[Begin STORED ROWS]
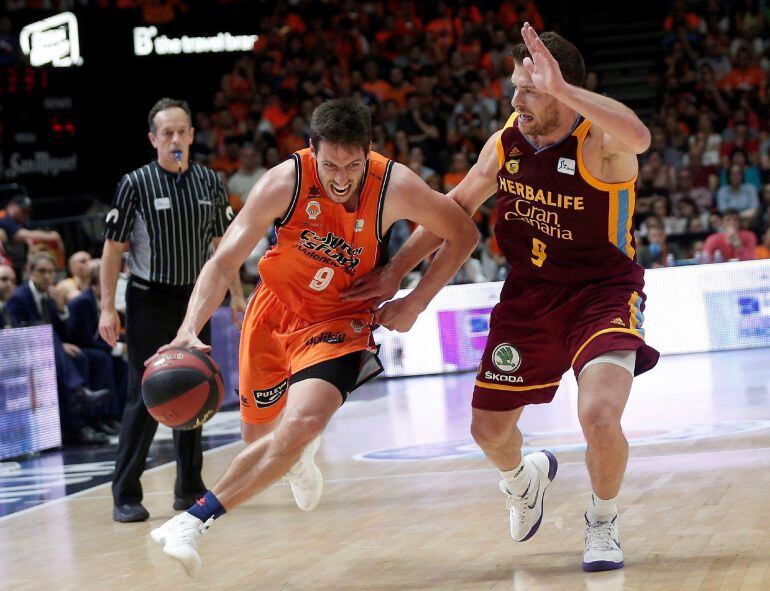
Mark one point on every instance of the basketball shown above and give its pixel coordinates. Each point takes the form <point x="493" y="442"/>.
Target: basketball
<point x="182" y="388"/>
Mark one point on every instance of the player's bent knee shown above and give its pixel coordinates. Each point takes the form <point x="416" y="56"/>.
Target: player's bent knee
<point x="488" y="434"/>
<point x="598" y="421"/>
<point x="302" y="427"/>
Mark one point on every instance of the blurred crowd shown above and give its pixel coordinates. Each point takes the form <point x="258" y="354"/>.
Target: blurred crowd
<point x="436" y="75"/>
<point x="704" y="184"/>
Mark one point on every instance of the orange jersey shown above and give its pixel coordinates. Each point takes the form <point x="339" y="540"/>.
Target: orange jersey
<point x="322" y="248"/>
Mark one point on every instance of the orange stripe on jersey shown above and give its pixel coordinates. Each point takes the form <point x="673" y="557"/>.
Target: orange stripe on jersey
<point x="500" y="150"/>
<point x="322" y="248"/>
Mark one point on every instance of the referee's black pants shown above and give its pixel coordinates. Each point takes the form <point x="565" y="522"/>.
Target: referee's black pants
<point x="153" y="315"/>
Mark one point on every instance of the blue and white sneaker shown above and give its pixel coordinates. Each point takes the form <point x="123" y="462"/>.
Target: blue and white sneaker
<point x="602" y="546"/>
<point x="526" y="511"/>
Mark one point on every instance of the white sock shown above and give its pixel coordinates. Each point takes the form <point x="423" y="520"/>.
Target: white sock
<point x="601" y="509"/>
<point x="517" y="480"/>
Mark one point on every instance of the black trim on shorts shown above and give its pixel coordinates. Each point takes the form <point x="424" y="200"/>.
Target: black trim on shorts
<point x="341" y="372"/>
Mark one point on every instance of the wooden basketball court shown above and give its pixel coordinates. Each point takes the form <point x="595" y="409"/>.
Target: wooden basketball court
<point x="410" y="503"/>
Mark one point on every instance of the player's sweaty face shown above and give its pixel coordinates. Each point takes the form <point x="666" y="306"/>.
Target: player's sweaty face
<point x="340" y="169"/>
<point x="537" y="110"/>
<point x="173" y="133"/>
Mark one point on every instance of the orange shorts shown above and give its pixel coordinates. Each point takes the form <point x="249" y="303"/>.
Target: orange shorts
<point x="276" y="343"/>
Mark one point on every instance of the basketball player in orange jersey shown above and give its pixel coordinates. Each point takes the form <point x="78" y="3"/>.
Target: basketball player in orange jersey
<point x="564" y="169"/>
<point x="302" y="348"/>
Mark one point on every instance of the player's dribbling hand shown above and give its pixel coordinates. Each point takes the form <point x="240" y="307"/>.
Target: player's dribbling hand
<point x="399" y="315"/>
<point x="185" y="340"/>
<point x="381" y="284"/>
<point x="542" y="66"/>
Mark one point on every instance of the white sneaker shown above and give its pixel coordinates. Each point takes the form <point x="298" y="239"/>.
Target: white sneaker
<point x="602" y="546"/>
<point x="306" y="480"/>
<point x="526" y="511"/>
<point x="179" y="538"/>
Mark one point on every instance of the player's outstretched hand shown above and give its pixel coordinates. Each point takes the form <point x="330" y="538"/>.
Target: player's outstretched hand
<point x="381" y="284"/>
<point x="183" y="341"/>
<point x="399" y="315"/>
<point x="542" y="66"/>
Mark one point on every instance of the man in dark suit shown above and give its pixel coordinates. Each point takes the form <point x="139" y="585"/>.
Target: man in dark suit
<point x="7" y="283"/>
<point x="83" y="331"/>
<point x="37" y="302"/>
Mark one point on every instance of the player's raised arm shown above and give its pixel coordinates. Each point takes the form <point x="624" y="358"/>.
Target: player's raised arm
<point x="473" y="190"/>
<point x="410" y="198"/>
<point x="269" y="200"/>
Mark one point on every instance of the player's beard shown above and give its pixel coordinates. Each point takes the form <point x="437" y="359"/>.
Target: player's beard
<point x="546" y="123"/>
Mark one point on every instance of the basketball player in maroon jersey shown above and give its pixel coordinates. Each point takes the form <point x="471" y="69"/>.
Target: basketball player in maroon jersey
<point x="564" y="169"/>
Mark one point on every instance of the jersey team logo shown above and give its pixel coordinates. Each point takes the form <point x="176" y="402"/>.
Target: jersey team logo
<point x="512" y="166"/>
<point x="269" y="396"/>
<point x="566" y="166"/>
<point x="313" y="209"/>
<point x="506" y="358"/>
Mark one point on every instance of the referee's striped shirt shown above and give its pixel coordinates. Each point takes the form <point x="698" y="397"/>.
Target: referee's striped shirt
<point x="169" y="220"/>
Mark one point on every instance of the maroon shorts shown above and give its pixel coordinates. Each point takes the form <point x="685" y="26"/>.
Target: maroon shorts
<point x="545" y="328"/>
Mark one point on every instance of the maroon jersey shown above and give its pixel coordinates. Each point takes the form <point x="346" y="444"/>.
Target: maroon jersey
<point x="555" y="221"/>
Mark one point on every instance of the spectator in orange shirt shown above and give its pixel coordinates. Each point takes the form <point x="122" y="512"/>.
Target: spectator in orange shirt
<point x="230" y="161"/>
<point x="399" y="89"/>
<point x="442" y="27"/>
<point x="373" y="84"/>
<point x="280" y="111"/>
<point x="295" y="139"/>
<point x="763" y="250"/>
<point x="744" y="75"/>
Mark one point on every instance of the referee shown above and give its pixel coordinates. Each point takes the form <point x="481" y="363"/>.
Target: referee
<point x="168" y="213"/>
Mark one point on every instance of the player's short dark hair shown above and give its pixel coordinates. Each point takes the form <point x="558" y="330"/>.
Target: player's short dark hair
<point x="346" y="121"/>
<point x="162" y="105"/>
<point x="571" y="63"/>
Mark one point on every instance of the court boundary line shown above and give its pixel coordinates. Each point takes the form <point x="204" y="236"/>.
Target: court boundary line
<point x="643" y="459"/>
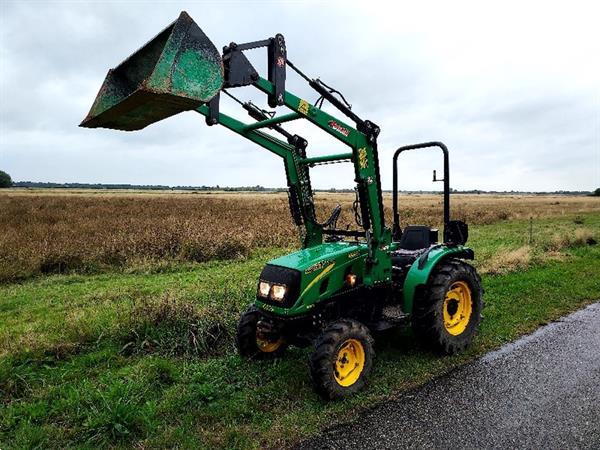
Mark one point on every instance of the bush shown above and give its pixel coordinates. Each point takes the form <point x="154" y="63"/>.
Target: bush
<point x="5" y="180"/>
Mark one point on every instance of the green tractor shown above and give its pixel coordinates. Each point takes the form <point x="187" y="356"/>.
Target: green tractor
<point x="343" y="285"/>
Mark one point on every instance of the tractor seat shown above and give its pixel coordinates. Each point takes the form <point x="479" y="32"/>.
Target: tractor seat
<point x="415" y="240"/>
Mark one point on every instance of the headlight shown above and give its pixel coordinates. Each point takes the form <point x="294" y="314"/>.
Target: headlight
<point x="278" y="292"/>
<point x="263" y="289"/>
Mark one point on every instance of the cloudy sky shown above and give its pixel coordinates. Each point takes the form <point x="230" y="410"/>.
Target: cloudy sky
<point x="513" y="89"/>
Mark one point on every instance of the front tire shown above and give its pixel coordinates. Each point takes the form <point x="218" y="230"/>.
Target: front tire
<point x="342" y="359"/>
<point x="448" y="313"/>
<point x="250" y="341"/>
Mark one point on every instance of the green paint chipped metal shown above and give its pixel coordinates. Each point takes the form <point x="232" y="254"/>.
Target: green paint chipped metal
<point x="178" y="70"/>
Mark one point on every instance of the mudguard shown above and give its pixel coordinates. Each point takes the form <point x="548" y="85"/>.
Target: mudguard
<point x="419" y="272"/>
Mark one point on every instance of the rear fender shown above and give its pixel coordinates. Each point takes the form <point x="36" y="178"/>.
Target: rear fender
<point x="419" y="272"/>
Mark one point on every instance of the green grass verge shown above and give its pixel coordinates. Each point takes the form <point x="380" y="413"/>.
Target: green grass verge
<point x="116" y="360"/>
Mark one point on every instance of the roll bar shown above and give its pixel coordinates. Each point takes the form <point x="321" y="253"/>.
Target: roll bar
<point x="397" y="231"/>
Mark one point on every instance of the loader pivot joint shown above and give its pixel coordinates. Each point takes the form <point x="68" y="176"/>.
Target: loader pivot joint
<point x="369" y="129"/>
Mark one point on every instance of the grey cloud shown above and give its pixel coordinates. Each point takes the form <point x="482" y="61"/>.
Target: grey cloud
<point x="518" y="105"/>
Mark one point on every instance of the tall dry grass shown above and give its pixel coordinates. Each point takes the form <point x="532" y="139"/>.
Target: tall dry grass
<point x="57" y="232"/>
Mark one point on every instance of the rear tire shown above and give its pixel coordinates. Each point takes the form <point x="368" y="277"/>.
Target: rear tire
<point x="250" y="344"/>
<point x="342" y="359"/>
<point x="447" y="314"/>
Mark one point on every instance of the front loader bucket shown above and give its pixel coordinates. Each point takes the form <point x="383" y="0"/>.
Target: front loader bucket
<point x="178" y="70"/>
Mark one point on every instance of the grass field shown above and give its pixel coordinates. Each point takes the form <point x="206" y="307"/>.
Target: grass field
[End STORED ROWS]
# WHAT IS BEING ASKED:
Copy the rows word for word, starting at the line containing "Mark one point on every instance of the grass" and continuing through the last line of the rows.

# RESPONSE:
Mark one point on every instance of the grass field shown above and give its pixel coordinates. Each point takes the form <point x="206" y="307"/>.
Target: grass field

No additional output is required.